## [WORK TO BE COMPLETED]
Print all the entries exactly.

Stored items
****************************************

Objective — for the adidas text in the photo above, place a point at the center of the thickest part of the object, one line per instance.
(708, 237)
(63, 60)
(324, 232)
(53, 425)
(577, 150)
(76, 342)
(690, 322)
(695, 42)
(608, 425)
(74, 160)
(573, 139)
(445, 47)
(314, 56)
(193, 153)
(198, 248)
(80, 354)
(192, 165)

****************************************

## [OUTPUT FOR THIS EXERCISE]
Objective — for the adidas text in the photo above, place a point at the center of the thickest part of the object, one line per instance.
(708, 237)
(63, 60)
(324, 232)
(53, 425)
(577, 150)
(76, 342)
(690, 322)
(695, 42)
(608, 425)
(74, 160)
(573, 139)
(445, 47)
(314, 56)
(193, 153)
(198, 248)
(80, 354)
(192, 165)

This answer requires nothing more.